━━ EXTRACTED DATA

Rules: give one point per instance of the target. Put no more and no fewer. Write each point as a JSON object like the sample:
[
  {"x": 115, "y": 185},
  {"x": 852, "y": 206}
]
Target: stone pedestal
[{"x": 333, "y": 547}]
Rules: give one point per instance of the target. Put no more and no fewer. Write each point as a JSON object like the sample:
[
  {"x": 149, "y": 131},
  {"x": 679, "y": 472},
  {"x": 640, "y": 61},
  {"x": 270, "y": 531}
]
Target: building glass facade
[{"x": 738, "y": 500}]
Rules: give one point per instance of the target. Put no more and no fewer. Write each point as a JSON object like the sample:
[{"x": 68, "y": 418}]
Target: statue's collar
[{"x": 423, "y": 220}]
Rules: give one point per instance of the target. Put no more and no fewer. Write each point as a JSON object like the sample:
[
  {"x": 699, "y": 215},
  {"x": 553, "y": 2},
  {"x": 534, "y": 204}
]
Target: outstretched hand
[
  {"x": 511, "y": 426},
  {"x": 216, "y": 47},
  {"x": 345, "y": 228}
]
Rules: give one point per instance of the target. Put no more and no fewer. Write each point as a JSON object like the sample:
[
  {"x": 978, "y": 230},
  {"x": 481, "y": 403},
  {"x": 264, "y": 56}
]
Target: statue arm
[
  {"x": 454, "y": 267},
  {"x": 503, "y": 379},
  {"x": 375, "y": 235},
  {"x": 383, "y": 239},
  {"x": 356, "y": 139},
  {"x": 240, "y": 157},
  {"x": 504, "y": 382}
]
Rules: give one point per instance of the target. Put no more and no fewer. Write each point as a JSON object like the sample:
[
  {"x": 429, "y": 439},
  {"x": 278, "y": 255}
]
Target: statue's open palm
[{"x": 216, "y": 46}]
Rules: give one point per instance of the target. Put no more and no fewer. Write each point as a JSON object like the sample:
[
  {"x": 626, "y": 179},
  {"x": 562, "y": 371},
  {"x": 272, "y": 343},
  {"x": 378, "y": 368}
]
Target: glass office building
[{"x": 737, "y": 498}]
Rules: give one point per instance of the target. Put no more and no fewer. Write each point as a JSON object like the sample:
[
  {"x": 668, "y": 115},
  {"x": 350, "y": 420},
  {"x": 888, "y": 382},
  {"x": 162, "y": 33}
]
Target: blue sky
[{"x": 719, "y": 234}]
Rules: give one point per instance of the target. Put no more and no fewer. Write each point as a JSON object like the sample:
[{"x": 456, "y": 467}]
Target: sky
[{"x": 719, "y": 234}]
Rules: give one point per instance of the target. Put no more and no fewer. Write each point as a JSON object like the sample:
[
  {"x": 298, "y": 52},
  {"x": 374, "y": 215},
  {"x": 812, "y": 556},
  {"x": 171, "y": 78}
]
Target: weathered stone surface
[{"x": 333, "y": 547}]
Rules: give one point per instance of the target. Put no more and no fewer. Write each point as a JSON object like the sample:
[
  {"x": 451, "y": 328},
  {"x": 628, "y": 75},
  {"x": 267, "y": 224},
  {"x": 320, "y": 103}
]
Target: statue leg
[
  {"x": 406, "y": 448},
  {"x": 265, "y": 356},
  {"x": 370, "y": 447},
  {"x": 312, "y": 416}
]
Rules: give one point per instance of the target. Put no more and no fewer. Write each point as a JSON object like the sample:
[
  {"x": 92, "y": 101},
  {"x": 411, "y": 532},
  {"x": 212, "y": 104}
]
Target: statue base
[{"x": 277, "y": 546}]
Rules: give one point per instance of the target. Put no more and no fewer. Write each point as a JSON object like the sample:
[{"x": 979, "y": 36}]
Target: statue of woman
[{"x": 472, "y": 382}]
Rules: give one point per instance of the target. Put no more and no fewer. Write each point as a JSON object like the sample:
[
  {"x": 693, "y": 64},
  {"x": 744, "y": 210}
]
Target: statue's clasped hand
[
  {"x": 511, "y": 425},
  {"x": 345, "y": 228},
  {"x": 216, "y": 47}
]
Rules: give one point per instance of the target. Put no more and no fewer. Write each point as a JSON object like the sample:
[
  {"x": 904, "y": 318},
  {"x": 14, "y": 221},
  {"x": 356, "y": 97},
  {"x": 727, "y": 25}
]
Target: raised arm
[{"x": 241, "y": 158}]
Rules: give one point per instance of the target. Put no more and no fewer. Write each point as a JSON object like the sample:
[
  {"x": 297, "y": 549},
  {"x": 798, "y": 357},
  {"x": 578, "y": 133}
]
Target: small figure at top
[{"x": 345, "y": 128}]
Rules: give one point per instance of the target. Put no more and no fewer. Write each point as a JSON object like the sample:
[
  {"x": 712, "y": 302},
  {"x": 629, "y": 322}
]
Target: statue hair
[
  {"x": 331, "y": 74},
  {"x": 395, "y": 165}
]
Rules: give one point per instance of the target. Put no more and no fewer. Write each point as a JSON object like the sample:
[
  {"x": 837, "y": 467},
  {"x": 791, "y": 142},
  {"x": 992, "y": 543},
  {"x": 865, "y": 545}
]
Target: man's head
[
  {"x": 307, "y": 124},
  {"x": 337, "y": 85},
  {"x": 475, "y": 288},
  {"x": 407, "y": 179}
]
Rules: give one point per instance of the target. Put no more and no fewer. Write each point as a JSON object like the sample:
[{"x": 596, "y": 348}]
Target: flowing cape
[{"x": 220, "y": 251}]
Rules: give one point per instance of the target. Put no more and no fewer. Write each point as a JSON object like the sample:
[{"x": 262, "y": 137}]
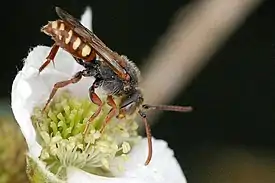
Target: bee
[{"x": 115, "y": 74}]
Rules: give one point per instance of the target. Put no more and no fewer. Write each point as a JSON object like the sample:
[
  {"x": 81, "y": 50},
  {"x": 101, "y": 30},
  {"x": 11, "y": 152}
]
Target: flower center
[{"x": 60, "y": 131}]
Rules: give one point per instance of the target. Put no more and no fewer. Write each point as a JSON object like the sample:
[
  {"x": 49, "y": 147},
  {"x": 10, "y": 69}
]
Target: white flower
[{"x": 31, "y": 89}]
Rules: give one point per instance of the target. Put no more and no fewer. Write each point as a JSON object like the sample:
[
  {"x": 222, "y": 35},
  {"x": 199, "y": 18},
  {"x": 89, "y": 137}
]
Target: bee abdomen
[{"x": 69, "y": 40}]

━━━━

* **TO DO**
Word for word, return the entries above, but without any pictures.

* **TASK OUTPUT**
Rules: give one point per instance of the target. Put no more and no fewer. Write each point as a JSON object like the sample:
[
  {"x": 115, "y": 185},
  {"x": 852, "y": 206}
]
Target: stone pedestal
[{"x": 333, "y": 547}]
Rules: give one point per instance of the target. Put no more and no fewer. Write each point as a JSON object like the sample:
[
  {"x": 149, "y": 131},
  {"x": 679, "y": 472},
  {"x": 640, "y": 61},
  {"x": 270, "y": 531}
]
Target: building glass facade
[{"x": 738, "y": 500}]
Rules: give one point per instance of the target. Put no more and no fewer. Write each point as a JSON object like the sample:
[{"x": 68, "y": 418}]
Target: statue's collar
[{"x": 423, "y": 220}]
Rules: give one point per instance of the target. Put no more and no fewer. Write each point as a JSON object like the sample:
[
  {"x": 699, "y": 215},
  {"x": 553, "y": 2},
  {"x": 534, "y": 204}
]
Target: outstretched hand
[
  {"x": 511, "y": 426},
  {"x": 216, "y": 47},
  {"x": 345, "y": 228}
]
Rules: give one point per instance of the target. Put no more and no fewer. Write each point as a JSON object like the sample:
[
  {"x": 978, "y": 230},
  {"x": 481, "y": 403},
  {"x": 264, "y": 56}
]
Target: statue arm
[
  {"x": 454, "y": 267},
  {"x": 503, "y": 379},
  {"x": 375, "y": 235},
  {"x": 383, "y": 239},
  {"x": 356, "y": 139},
  {"x": 240, "y": 157},
  {"x": 504, "y": 382}
]
Rules: give one point per instance of the target. Put no more and no fewer. Write each point as a JSON object like the sample:
[
  {"x": 429, "y": 439},
  {"x": 278, "y": 255}
]
Target: statue's open palm
[{"x": 216, "y": 46}]
Rules: give one point per instance of the target. Put no more and no fewer. Write each point as a JSON object like the sample:
[
  {"x": 626, "y": 179},
  {"x": 562, "y": 371},
  {"x": 272, "y": 343},
  {"x": 378, "y": 368}
]
Target: glass office building
[{"x": 737, "y": 498}]
Rules: give one point per instance of the target. Put no more and no fewer. Write each point as a JSON object like the sample:
[
  {"x": 668, "y": 115},
  {"x": 350, "y": 420},
  {"x": 888, "y": 382},
  {"x": 162, "y": 33}
]
Target: blue sky
[{"x": 719, "y": 234}]
Rules: give one point per instance of the target. Put no more and no fewer. Write each point as a JSON object like the sample:
[{"x": 456, "y": 467}]
Target: sky
[{"x": 719, "y": 234}]
Rules: give one point per instance of the target. Put no more and no fewer. Write each point as a JSON object like the sample:
[
  {"x": 298, "y": 52},
  {"x": 374, "y": 215},
  {"x": 812, "y": 556},
  {"x": 171, "y": 78}
]
Target: weathered stone surface
[{"x": 333, "y": 547}]
Rules: give one point per instance of the target. Put no more and no fewer. Write each point as a JSON object like the sample:
[
  {"x": 451, "y": 328},
  {"x": 628, "y": 75},
  {"x": 267, "y": 224},
  {"x": 320, "y": 103}
]
Target: statue leg
[
  {"x": 406, "y": 448},
  {"x": 265, "y": 356},
  {"x": 370, "y": 447},
  {"x": 312, "y": 416}
]
Rules: give one point per instance of the target. Put no more and no fewer. Write each point as a JSON object like the sample:
[
  {"x": 92, "y": 101},
  {"x": 411, "y": 532},
  {"x": 212, "y": 104}
]
Target: statue base
[{"x": 277, "y": 546}]
Rules: give one point per instance of the target. Put no more and no fewer. Write each point as a JSON object like the sample:
[{"x": 979, "y": 36}]
Target: statue of woman
[{"x": 472, "y": 382}]
Rules: give one point per instance of the target. Put no more and no fewer. Write each point as a JSON object like the sample:
[
  {"x": 693, "y": 64},
  {"x": 744, "y": 210}
]
Target: statue's clasped hand
[
  {"x": 511, "y": 425},
  {"x": 345, "y": 228},
  {"x": 216, "y": 47}
]
Rules: give one point per instance of the target. Put no more and no fewer. Write each point as a JSON object like the sample:
[
  {"x": 904, "y": 318},
  {"x": 14, "y": 221},
  {"x": 356, "y": 97},
  {"x": 727, "y": 25}
]
Target: raised arm
[{"x": 241, "y": 158}]
Rules: give one point per instance of the target. Put no more and no fewer. Write each point as a JSON object like the sample:
[
  {"x": 297, "y": 549},
  {"x": 798, "y": 357},
  {"x": 578, "y": 133}
]
Target: small figure at top
[{"x": 345, "y": 128}]
Rules: give one point per instance of the target. Put no more and no fewer. Write each point as a JSON object like the sample:
[
  {"x": 712, "y": 302},
  {"x": 629, "y": 322}
]
Target: statue hair
[
  {"x": 331, "y": 74},
  {"x": 395, "y": 165}
]
Rules: give one point per instance of the target. Put no more and no fewer. Write each point as a JSON object like the sample:
[
  {"x": 837, "y": 467},
  {"x": 791, "y": 142},
  {"x": 992, "y": 543},
  {"x": 865, "y": 545}
]
Target: man's head
[
  {"x": 307, "y": 124},
  {"x": 337, "y": 85},
  {"x": 475, "y": 288},
  {"x": 407, "y": 179}
]
Rules: give one point per instance of the target. Put no more and no fewer. Write each point as a JSON object like the sample:
[{"x": 596, "y": 348}]
Target: flowing cape
[{"x": 220, "y": 251}]
Rules: give one point per instance of the target. Put no more and no fewer. Write each point as a JSON object like the sample:
[{"x": 262, "y": 137}]
Target: bee
[{"x": 115, "y": 74}]
Rules: give one point per instance of the target. Put no more and no fewer. Write each point as a JSON object like the sample:
[
  {"x": 81, "y": 50},
  {"x": 101, "y": 30},
  {"x": 11, "y": 152}
]
Target: flower center
[{"x": 60, "y": 131}]
Rules: give one point per instance of the target. Put no more and no fewer. Write each point as a JSON object like the sample:
[
  {"x": 49, "y": 147},
  {"x": 10, "y": 69}
]
Target: white flower
[{"x": 31, "y": 89}]
Rules: give one point per instance of the target. Put no more and no fewer. Write each point as a JSON object like the sample:
[
  {"x": 222, "y": 35},
  {"x": 199, "y": 18},
  {"x": 89, "y": 137}
]
Target: bee abdomen
[{"x": 69, "y": 40}]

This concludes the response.